Work to be completed —
Answer these questions from the robo advisor excerpt:
1. What two roles does Freddy Lim hold at Stashaway?
2. What funds does Raiz Invest invest in?
3. From which portfolio upward does Wahed Invest invest in Malaysia-made ETF?

Page excerpt —
Articles by Freddy Lim, Co-founder and CIO (Chief Investment Officer) of Stashaway offers great insight into the fund management industry. In particular, I enjoyed this article explaining their trademarked ERAA strategy, which is they say is better than the Nobel Prize-winning Modern Portfolio Strategy (a strategy used by some robo advisors in this list).
Best Robo advisor in Malaysia: Malaysia boleh!
Also good: Wahed Invest
Because #sapotlokal. Akrunow is a home-grown startup, while Raiz Invest invests in ASNB funds, which includes a lot of blue-chip companies listed in the Malaysian stock exchange.
Wahed Invest invests in Malaysia-made ETF in Moderately Conservative portfolio and above.
Lastly – Best Robo advisor by ROI?
Maybe by this point, you’re like, Suraya can tell me which robo advisor can give the most profit, the most return on investment?

Material provided —
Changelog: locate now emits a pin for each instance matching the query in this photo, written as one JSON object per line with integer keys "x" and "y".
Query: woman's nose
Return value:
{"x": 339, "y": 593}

Answer —
1. Co-founder and CIO (Chief Investment Officer)
2. ASNB funds
3. The Moderately Conservative portfolio